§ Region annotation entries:
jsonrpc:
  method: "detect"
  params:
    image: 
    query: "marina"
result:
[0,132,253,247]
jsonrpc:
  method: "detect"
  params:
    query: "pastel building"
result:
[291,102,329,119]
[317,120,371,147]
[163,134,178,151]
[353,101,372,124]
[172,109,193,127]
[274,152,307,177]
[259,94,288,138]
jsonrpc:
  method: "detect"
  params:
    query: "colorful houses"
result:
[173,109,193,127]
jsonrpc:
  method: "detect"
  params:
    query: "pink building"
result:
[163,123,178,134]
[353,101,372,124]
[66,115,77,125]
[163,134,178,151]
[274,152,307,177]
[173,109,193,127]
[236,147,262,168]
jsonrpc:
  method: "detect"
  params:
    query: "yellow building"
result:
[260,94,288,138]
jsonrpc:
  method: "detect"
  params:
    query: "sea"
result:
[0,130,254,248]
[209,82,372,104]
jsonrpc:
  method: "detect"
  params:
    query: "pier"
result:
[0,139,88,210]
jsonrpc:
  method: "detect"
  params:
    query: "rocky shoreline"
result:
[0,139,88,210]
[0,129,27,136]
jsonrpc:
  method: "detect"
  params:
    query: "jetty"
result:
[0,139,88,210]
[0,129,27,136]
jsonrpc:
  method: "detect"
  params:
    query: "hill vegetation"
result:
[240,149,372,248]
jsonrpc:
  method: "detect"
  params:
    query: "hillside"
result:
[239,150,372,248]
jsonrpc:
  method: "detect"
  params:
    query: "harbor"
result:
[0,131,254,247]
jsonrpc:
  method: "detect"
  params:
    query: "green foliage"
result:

§ WHAT TO PRODUCE: Rewrite these lines with every instance of "detect" replaced by "locate", leaving everything else untouched.

§ REPLY:
jsonrpc:
  method: "locate"
  params:
    image: 
    query: "marina"
result:
[0,132,253,247]
jsonrpc:
  method: "locate"
  params:
    query: "pastel building"
result:
[291,102,329,119]
[317,120,371,147]
[163,134,178,151]
[353,101,372,124]
[172,109,193,127]
[274,152,307,177]
[259,94,288,138]
jsonrpc:
  method: "locate"
  params:
    query: "colorful houses"
result:
[173,109,193,127]
jsonrpc:
  method: "locate"
  params:
    query: "pink building"
result:
[163,123,178,134]
[353,101,372,124]
[66,115,77,125]
[163,134,178,151]
[274,152,307,177]
[173,109,193,127]
[236,147,262,168]
jsonrpc:
  method: "locate"
  params:
    query: "yellow building"
result:
[260,94,288,138]
jsonrpc:
  method: "locate"
  params:
    query: "sea"
result:
[0,130,254,248]
[209,82,372,104]
jsonrpc:
  method: "locate"
  params:
    query: "pier"
result:
[0,139,88,210]
jsonrpc:
  method: "locate"
  params:
    query: "rocky shoreline"
result:
[0,139,88,210]
[0,129,27,136]
jsonrpc:
  method: "locate"
  params:
    query: "jetty"
result:
[0,139,88,210]
[0,129,27,136]
jsonrpc:
  method: "locate"
  params:
    query: "hill vegetation"
result:
[240,149,372,248]
jsonrpc:
  method: "locate"
  params:
    query: "hillside"
result:
[239,150,372,248]
jsonrpc:
  method: "locate"
  params:
    query: "harbor"
result:
[0,131,254,247]
jsonrpc:
  method: "locate"
  params:
    query: "green foliage"
result:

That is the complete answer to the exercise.